--- BEGIN ---

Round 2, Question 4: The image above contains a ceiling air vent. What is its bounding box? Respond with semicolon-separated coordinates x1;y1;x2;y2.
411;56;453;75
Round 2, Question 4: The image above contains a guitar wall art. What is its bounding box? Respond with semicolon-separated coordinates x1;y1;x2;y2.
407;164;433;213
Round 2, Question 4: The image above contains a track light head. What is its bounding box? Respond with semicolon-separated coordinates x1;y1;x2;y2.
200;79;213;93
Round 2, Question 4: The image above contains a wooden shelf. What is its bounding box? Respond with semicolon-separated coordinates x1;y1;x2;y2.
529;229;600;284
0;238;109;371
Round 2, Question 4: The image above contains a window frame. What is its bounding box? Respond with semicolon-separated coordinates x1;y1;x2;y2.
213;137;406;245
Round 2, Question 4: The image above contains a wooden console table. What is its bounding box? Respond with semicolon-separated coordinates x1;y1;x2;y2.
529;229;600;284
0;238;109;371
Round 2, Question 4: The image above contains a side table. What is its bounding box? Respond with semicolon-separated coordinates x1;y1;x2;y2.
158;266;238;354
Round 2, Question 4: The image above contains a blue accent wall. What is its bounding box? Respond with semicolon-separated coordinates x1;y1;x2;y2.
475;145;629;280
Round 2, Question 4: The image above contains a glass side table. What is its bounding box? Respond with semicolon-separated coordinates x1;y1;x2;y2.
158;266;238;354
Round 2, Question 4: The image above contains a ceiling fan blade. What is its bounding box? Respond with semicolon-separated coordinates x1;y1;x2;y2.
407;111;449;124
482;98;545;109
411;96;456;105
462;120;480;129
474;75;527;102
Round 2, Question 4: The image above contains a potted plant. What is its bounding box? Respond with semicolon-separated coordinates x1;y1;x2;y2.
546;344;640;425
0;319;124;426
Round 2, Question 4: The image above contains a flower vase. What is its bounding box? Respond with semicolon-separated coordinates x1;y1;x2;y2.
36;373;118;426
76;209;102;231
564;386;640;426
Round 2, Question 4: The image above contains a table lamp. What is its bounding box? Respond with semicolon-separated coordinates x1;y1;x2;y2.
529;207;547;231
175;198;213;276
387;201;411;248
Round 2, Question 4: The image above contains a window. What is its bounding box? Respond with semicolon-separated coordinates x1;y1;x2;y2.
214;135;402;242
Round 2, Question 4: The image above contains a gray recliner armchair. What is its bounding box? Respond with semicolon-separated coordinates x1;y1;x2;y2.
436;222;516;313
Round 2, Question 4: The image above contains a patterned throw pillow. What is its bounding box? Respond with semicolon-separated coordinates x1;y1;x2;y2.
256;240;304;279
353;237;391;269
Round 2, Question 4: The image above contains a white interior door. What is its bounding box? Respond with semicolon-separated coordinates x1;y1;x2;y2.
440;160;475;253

--- END ---

Exercise requirements = Can you copy out again, word for word, the records from the line with "Round 2, Question 4: The image above contains a ceiling fan" up to and including the line with "214;135;402;242"?

Reply to the task =
Round 2, Question 4: The image above contains a ceiling fan blade. What is its bounding box? Respond with semicolon-separated coordinates x1;y1;x2;y2.
407;111;449;124
482;98;545;109
411;96;456;105
462;120;480;129
474;75;527;102
Round 2, Question 4: The image above contains a potted plant. What is its bounding box? Respond with semicolon-separated coordinates x1;y1;x2;y2.
546;344;640;425
0;319;124;426
Round 2, Question 4: The image above contains a flower vase. What is its bounding box? Respond with semicolon-separated coordinates x1;y1;x2;y2.
36;373;118;426
76;209;102;231
564;386;640;426
Round 2, Question 4: The image above contains a table lamp. What is its bounding box? Respond with semicolon-separated coordinates x1;y1;x2;y2.
529;207;547;231
175;198;213;276
387;201;411;248
Round 2, Question 4: The image above contains a window. What is its bounding box? Respond with semicolon-separated coordinates x1;y1;x2;y2.
214;135;402;242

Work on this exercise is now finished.